• TASKS AND EXERCISES:
- a) Name every field label in the summary list at the top of the Otis Smothers biography.
- b) Answer from the Otis Smothers biography:
(i) In what year did Smothers move to Chicago?
(ii) Whose backing band was he a member of?
(iii) How old was he when he died?
- c) Copy the Otis Smothers biography starting with "- Genres: Chicago" and going on through "is sometimes confused.", changing "guitarist" to "guitar player".

- Born: March 21, 1929 Lexington, Mississippi, U.S.
- Died: July 23, 1993 (aged 64) Chicago, Illinois, U.S.
- Genres: Chicago blues
- Occupations: Musician, singer
- Instruments: Guitar, vocals
- Years active: Early 1950s–1993
- Label: Various

= Otis "Big Smokey" Smothers =

American blues guitarist and singer

Otis "Big Smokey" Smothers (March 21, 1929 - July 23, 1993) was an American Chicago blues guitarist and singer. He was a member of Howlin' Wolf's backing band and worked with Muddy Waters, Jimmy Rogers, Bo Diddley, Ike Turner, J. T. Brown, Freddie King, Little Johnny Jones, Little Walter, and Willie Dixon. His younger brother, Abe (born Albert, January 2, 1939 – November 20, 2010), was the bluesman Little Smokey Smothers, with whom he is sometimes confused.

==Biography==
===Early life===
Smothers, who was African-American, was born in Lexington, Mississippi, and was taught by his aunt to play the harmonica and the guitar. He relocated to Chicago in 1946.

• DATASET CONTENT:
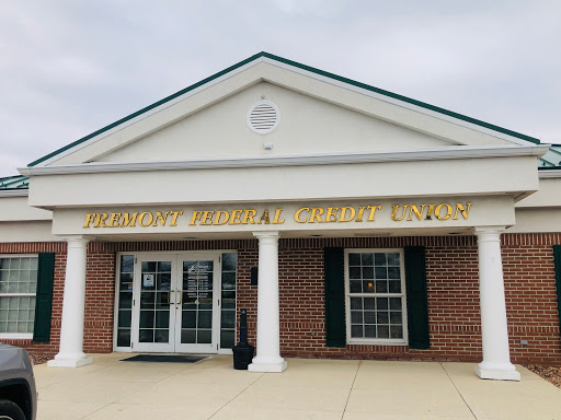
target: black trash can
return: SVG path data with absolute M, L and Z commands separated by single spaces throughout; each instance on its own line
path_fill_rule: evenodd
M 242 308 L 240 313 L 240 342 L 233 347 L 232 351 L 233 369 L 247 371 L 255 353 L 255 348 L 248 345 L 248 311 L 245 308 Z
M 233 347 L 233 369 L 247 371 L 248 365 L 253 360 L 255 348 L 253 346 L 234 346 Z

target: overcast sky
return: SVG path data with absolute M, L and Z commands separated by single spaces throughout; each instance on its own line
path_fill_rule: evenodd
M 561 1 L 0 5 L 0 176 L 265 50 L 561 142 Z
==
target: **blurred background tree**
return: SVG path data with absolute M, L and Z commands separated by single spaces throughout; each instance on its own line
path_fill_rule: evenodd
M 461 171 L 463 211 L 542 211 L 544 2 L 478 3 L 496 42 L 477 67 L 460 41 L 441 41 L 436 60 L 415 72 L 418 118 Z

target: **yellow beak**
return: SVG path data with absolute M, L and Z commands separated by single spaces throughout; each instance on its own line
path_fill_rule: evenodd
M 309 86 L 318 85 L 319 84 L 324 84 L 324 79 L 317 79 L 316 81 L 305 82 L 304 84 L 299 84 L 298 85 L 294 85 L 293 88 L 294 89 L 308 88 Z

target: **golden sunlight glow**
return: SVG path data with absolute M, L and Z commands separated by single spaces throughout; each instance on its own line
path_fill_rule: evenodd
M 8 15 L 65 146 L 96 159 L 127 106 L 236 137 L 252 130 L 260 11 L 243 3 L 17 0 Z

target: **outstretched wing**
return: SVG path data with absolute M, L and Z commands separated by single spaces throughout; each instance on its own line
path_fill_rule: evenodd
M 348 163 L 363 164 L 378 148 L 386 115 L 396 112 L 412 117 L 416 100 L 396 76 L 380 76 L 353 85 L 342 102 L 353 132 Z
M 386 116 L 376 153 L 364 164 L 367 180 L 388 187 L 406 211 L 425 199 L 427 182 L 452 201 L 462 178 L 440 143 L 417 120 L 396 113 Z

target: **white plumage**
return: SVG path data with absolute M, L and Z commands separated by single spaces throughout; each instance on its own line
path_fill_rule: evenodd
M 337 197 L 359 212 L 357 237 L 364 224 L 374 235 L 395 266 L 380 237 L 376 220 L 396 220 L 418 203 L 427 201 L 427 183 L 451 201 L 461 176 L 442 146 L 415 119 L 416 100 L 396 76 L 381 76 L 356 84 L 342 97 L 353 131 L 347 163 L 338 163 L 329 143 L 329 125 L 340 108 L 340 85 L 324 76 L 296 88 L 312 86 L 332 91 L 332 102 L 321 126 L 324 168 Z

• ANSWERS TO THE PROBLEMS:
- a) Born, Died, Genres, Occupations, Instruments, Years active, Label

- b)
(i) 1946
(ii) Howlin' Wolf's
(iii) 64

- c)
- Genres: Chicago blues
- Occupations: Musician, singer
- Instruments: Guitar, vocals
- Years active: Early 1950s–1993
- Label: Various

= Otis "Big Smokey" Smothers =

American blues guitar player and singer

Otis "Big Smokey" Smothers (March 21, 1929 - July 23, 1993) was an American Chicago blues guitar player and singer. He was a member of Howlin' Wolf's backing band and worked with Muddy Waters, Jimmy Rogers, Bo Diddley, Ike Turner, J. T. Brown, Freddie King, Little Johnny Jones, Little Walter, and Willie Dixon. His younger brother, Abe (born Albert, January 2, 1939 – November 20, 2010), was the bluesman Little Smokey Smothers, with whom he is sometimes confused.